Consigne |
Rassemblez toutes les lignes des entrées ci-dessous où figure le mot « every ». Respectez les majuscules et les minuscules.
..........
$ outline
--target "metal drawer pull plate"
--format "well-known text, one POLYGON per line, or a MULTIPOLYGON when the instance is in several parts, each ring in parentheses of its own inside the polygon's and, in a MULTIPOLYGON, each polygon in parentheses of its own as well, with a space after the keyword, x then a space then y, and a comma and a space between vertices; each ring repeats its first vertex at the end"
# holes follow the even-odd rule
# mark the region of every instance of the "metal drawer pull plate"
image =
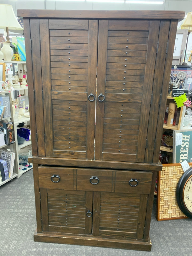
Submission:
POLYGON ((102 102, 102 101, 103 101, 104 100, 105 98, 105 97, 104 95, 102 94, 102 93, 100 93, 100 94, 98 96, 98 99, 99 101, 100 101, 100 102, 102 102), (101 97, 102 96, 103 97, 103 99, 101 101, 101 100, 99 99, 99 97, 101 97))
POLYGON ((136 186, 137 186, 139 182, 137 179, 131 179, 129 181, 129 184, 131 187, 136 187, 136 186), (136 184, 135 185, 131 185, 131 182, 134 182, 134 181, 135 181, 135 182, 137 182, 136 184))
POLYGON ((59 175, 53 174, 53 175, 51 176, 51 181, 53 181, 53 182, 54 182, 55 183, 57 183, 58 182, 59 182, 59 181, 60 180, 60 177, 59 177, 59 175), (57 181, 54 181, 53 179, 53 178, 58 178, 59 179, 57 181))
POLYGON ((95 96, 92 93, 90 93, 88 96, 88 99, 90 101, 94 101, 95 99, 95 96), (93 97, 93 99, 90 99, 90 97, 91 96, 93 97))
POLYGON ((86 213, 86 215, 87 217, 91 217, 92 216, 92 213, 89 210, 88 210, 88 211, 86 213))
POLYGON ((93 185, 96 185, 96 184, 98 184, 99 183, 99 179, 98 177, 95 177, 94 176, 92 176, 91 178, 90 178, 89 179, 89 181, 91 184, 93 184, 93 185), (93 183, 92 182, 92 181, 93 179, 96 179, 97 180, 97 182, 94 183, 93 183))

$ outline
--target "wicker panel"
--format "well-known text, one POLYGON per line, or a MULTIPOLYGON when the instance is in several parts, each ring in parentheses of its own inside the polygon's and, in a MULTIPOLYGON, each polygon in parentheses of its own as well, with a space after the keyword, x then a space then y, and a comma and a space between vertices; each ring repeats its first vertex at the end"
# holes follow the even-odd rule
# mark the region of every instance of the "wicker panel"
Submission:
POLYGON ((183 173, 180 163, 163 165, 158 179, 157 220, 187 218, 179 207, 176 198, 177 183, 183 173))

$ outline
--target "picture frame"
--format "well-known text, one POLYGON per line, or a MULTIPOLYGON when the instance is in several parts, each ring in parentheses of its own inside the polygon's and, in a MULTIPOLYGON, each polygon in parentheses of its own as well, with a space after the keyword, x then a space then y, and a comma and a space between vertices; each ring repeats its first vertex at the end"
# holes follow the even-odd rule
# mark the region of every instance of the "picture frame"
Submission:
POLYGON ((5 63, 0 63, 0 81, 5 81, 5 63))
POLYGON ((182 65, 183 63, 188 32, 188 29, 177 30, 172 65, 182 65))

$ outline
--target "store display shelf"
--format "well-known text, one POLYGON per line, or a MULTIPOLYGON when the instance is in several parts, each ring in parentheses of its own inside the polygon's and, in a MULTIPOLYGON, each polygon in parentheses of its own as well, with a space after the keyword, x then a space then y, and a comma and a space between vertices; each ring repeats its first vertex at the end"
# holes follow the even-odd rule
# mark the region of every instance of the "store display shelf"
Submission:
POLYGON ((170 130, 178 130, 178 125, 173 125, 170 127, 167 126, 166 123, 163 124, 163 129, 168 129, 170 130))
POLYGON ((9 179, 7 179, 6 181, 0 181, 0 186, 1 186, 1 185, 3 185, 3 184, 5 184, 5 183, 6 183, 8 181, 10 181, 11 180, 11 179, 14 179, 14 178, 15 178, 16 177, 18 176, 19 175, 19 174, 18 173, 17 174, 15 173, 14 173, 13 176, 11 177, 11 178, 10 178, 9 179))
POLYGON ((163 151, 166 151, 166 152, 173 152, 172 147, 166 147, 166 146, 161 146, 160 150, 163 151))
POLYGON ((19 64, 26 64, 26 61, 1 61, 2 63, 17 63, 19 64))
POLYGON ((25 141, 23 144, 18 145, 18 150, 19 150, 23 148, 23 147, 26 147, 27 146, 28 146, 31 144, 31 141, 25 141))
POLYGON ((25 116, 22 117, 18 121, 14 122, 14 124, 15 125, 17 126, 21 123, 23 123, 23 122, 26 123, 29 121, 30 121, 30 118, 29 117, 26 117, 25 116))

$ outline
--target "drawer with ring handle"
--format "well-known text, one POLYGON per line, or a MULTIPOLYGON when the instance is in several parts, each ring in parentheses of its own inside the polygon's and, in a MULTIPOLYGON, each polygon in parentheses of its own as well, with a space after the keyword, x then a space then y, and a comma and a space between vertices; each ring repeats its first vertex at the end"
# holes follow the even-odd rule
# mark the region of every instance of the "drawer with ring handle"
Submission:
POLYGON ((111 192, 114 172, 94 169, 77 169, 77 190, 111 192))
POLYGON ((38 172, 40 188, 74 189, 73 169, 42 166, 38 167, 38 172))
POLYGON ((115 192, 150 194, 152 176, 150 171, 117 171, 115 192))

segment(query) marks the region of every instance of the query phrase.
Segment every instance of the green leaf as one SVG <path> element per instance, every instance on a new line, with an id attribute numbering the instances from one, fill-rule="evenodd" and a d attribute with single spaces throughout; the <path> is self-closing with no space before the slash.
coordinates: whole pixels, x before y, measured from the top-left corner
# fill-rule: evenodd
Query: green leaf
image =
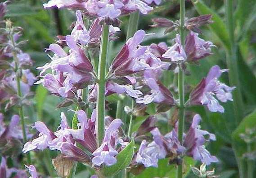
<path id="1" fill-rule="evenodd" d="M 237 56 L 239 81 L 243 93 L 247 96 L 248 100 L 256 104 L 256 77 L 244 61 L 240 50 L 238 50 Z"/>
<path id="2" fill-rule="evenodd" d="M 213 23 L 209 25 L 210 28 L 218 36 L 225 48 L 229 50 L 230 44 L 227 26 L 221 17 L 214 11 L 210 9 L 200 0 L 192 0 L 194 6 L 201 15 L 211 14 Z"/>
<path id="3" fill-rule="evenodd" d="M 46 98 L 48 94 L 46 90 L 42 85 L 38 85 L 36 90 L 36 111 L 37 117 L 39 120 L 41 120 L 43 117 L 43 110 L 44 104 Z"/>
<path id="4" fill-rule="evenodd" d="M 77 129 L 77 123 L 78 123 L 78 119 L 77 119 L 77 114 L 76 112 L 78 111 L 78 107 L 76 108 L 76 113 L 74 114 L 74 116 L 72 119 L 72 129 Z"/>
<path id="5" fill-rule="evenodd" d="M 256 127 L 256 110 L 243 118 L 232 133 L 232 137 L 237 141 L 244 143 L 244 141 L 239 136 L 240 134 L 245 133 L 246 129 L 253 128 L 255 127 Z"/>
<path id="6" fill-rule="evenodd" d="M 130 165 L 134 153 L 134 140 L 133 139 L 117 156 L 117 163 L 110 166 L 105 166 L 103 169 L 102 173 L 105 176 L 114 175 Z"/>

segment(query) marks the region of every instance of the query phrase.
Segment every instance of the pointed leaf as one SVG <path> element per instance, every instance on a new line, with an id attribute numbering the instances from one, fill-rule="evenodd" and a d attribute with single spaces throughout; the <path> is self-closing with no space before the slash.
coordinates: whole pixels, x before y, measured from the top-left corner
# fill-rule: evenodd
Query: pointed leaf
<path id="1" fill-rule="evenodd" d="M 114 175 L 126 168 L 130 163 L 134 153 L 134 140 L 126 146 L 117 156 L 117 163 L 111 166 L 104 167 L 102 170 L 106 177 Z"/>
..........
Résultat |
# mark the region of every instance of the "metal drawer pull plate"
# mark the region of every instance of the "wicker panel"
# mark the region of every instance of the "picture frame"
# mark the region of every instance of the "store display shelf"
# mark the region of every instance of the "drawer with ring handle"
segment(query) marks the region of every instance of the query phrase.
Segment every instance of the green leaf as one SVG <path> element per instance, every instance on a new line, with an id attribute numbering the instances from one, fill-rule="evenodd" and a d attribute with single spaces throughout; the <path> is self-closing with no space before the slash.
segment(query) marks the region of every instance of the query phrase.
Segment every instance of the pointed leaf as one SVG <path> element per instance, every instance on a new line, with an id attribute numbering the instances from one, fill-rule="evenodd" and a d attribute with single spaces throughout; the <path> is self-closing with no space before the slash.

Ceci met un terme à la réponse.